Exercise: After finding the line that contains "Would you be willing to mark the blue chair" in the entries below, retype it and every following line precisely, the last included.

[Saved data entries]
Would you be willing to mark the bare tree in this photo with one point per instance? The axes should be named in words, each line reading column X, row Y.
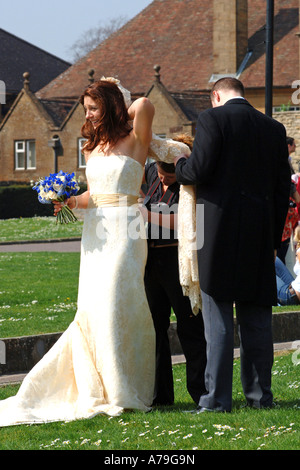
column 94, row 36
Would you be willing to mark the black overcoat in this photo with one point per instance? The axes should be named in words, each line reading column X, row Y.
column 239, row 164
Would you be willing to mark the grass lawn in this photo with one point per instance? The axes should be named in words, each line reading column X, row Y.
column 168, row 428
column 38, row 292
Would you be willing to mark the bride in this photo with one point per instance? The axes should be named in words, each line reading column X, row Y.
column 105, row 361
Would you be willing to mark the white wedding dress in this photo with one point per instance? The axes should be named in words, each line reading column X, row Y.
column 105, row 361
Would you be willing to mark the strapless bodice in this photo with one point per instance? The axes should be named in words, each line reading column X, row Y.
column 115, row 174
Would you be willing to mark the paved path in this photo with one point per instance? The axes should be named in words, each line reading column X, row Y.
column 72, row 245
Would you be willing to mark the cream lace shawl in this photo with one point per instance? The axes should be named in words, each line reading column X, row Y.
column 166, row 150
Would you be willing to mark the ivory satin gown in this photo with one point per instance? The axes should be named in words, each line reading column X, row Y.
column 105, row 361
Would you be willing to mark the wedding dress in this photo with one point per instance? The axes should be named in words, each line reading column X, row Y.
column 105, row 361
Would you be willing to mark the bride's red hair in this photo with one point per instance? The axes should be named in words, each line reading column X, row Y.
column 114, row 118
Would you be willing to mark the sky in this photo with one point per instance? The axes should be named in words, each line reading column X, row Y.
column 55, row 25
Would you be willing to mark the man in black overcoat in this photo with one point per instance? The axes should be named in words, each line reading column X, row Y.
column 239, row 165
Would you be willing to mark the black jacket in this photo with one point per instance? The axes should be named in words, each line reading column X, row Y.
column 240, row 167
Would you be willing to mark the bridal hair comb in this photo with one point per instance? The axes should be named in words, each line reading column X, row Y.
column 126, row 93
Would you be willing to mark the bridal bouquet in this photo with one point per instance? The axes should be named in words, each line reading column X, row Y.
column 58, row 187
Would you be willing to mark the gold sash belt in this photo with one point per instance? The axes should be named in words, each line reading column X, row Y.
column 113, row 200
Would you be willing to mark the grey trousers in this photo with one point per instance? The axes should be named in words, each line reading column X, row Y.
column 256, row 349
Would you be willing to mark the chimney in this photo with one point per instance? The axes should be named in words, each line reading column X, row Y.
column 230, row 35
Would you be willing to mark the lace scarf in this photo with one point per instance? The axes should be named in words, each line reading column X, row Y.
column 166, row 150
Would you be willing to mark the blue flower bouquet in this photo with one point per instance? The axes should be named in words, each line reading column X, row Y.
column 58, row 187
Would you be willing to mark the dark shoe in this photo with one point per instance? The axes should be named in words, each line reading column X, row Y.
column 162, row 403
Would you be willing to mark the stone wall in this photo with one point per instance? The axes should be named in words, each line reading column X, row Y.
column 291, row 121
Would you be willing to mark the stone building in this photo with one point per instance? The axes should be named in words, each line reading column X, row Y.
column 193, row 43
column 18, row 56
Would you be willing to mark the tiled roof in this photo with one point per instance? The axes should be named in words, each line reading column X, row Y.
column 58, row 110
column 18, row 56
column 178, row 35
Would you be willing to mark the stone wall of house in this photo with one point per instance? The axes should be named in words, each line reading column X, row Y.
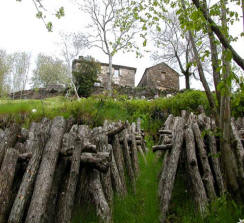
column 161, row 77
column 126, row 76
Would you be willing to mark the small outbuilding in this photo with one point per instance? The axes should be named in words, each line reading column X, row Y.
column 160, row 77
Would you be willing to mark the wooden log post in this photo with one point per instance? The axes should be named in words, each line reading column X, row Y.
column 215, row 158
column 101, row 141
column 115, row 177
column 134, row 155
column 168, row 126
column 7, row 173
column 9, row 139
column 46, row 171
column 169, row 173
column 207, row 173
column 119, row 159
column 127, row 159
column 35, row 144
column 66, row 201
column 200, row 195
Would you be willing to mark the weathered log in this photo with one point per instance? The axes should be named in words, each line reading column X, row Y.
column 98, row 197
column 116, row 131
column 115, row 177
column 127, row 160
column 101, row 141
column 239, row 150
column 119, row 159
column 207, row 174
column 214, row 158
column 162, row 147
column 200, row 195
column 170, row 172
column 7, row 173
column 134, row 155
column 46, row 171
column 9, row 139
column 168, row 125
column 165, row 131
column 66, row 202
column 100, row 161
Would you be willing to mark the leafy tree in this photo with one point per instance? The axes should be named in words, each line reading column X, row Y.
column 49, row 70
column 71, row 46
column 108, row 32
column 85, row 75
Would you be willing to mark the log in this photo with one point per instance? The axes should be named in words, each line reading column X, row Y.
column 97, row 195
column 7, row 173
column 165, row 131
column 162, row 147
column 115, row 177
column 46, row 171
column 9, row 139
column 169, row 173
column 134, row 155
column 239, row 151
column 207, row 173
column 168, row 125
column 66, row 203
column 101, row 141
column 200, row 195
column 119, row 159
column 214, row 158
column 128, row 162
column 100, row 161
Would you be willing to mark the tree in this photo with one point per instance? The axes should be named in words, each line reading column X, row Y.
column 72, row 45
column 41, row 13
column 173, row 46
column 20, row 64
column 49, row 70
column 109, row 33
column 85, row 75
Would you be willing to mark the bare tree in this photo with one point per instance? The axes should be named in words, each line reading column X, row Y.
column 20, row 64
column 108, row 33
column 72, row 46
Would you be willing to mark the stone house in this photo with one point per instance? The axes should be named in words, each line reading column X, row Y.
column 122, row 75
column 160, row 77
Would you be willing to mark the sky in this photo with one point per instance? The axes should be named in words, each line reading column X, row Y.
column 22, row 31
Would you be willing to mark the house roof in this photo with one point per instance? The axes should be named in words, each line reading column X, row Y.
column 162, row 63
column 119, row 66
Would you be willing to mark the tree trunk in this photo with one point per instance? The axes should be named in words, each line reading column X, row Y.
column 187, row 81
column 45, row 175
column 7, row 173
column 110, row 75
column 169, row 174
column 207, row 174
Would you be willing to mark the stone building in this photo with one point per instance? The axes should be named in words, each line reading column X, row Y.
column 160, row 77
column 122, row 75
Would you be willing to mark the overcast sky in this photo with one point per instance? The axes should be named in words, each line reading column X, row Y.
column 22, row 31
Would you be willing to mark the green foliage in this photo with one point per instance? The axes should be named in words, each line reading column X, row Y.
column 85, row 76
column 49, row 70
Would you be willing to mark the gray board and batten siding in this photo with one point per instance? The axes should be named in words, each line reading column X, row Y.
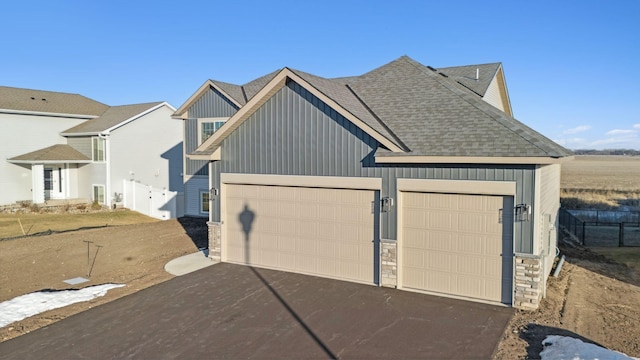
column 211, row 104
column 295, row 133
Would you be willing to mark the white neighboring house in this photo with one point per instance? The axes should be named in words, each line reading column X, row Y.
column 62, row 146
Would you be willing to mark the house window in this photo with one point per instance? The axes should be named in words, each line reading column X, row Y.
column 207, row 126
column 97, row 149
column 98, row 193
column 204, row 201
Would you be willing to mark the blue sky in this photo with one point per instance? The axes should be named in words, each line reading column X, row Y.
column 572, row 67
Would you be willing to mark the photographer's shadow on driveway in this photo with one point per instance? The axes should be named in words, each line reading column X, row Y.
column 235, row 311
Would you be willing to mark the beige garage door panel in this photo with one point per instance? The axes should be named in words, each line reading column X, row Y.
column 319, row 231
column 453, row 243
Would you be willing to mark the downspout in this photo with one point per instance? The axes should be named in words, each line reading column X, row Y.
column 107, row 155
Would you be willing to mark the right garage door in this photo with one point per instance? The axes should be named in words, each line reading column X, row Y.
column 457, row 244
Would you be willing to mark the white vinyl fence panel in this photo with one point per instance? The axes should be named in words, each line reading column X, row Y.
column 157, row 203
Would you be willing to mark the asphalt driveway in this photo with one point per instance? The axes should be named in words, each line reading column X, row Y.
column 232, row 311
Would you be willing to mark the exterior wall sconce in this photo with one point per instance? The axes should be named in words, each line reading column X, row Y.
column 386, row 204
column 522, row 212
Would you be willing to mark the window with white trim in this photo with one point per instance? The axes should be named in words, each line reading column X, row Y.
column 97, row 149
column 207, row 126
column 98, row 193
column 204, row 201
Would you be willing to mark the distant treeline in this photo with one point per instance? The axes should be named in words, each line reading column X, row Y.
column 607, row 152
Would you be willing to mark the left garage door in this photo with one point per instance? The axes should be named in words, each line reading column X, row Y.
column 318, row 231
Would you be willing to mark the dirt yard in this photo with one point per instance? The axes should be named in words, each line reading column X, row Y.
column 134, row 255
column 593, row 299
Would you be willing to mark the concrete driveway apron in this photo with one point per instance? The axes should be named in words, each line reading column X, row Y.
column 233, row 311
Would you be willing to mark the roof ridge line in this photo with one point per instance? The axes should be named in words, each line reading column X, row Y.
column 375, row 116
column 443, row 81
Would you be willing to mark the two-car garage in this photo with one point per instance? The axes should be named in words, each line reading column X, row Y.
column 319, row 226
column 451, row 241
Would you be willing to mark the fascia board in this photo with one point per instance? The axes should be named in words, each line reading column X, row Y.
column 122, row 123
column 416, row 159
column 41, row 113
column 32, row 162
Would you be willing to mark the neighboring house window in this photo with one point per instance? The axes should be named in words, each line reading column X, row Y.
column 207, row 126
column 204, row 201
column 97, row 149
column 98, row 193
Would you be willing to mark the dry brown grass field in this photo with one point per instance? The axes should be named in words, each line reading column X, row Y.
column 20, row 224
column 601, row 182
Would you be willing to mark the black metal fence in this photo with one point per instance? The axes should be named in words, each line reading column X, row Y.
column 602, row 228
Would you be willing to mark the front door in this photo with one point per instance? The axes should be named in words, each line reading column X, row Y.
column 54, row 182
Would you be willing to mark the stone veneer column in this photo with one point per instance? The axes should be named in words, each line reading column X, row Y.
column 215, row 240
column 389, row 263
column 528, row 281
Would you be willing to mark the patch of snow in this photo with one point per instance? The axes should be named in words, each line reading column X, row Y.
column 23, row 306
column 562, row 347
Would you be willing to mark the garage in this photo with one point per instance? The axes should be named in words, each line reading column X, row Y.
column 322, row 231
column 457, row 245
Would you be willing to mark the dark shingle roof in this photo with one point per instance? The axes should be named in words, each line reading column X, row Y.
column 112, row 117
column 466, row 76
column 434, row 116
column 57, row 152
column 19, row 99
column 428, row 114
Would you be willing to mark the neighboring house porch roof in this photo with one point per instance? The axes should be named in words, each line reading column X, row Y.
column 18, row 100
column 58, row 153
column 113, row 118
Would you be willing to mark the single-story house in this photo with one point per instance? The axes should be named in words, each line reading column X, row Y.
column 60, row 146
column 406, row 176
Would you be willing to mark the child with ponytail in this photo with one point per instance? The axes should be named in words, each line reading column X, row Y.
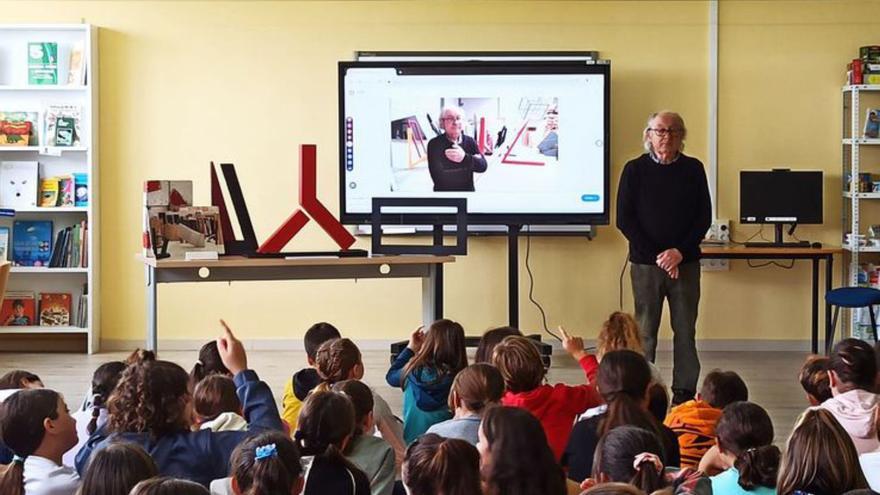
column 36, row 425
column 325, row 427
column 266, row 464
column 425, row 370
column 338, row 360
column 744, row 435
column 88, row 421
column 437, row 465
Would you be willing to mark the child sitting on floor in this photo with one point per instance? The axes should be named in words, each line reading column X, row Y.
column 217, row 406
column 555, row 406
column 303, row 381
column 694, row 421
column 425, row 370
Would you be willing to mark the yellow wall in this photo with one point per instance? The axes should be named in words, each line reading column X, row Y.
column 183, row 83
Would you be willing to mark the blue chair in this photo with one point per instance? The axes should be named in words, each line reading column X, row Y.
column 851, row 297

Solution for this task:
Would you be willing to mark the blue chair in this photo with one point per instance? The axes should be named in words, each line reading column X, row Y.
column 851, row 297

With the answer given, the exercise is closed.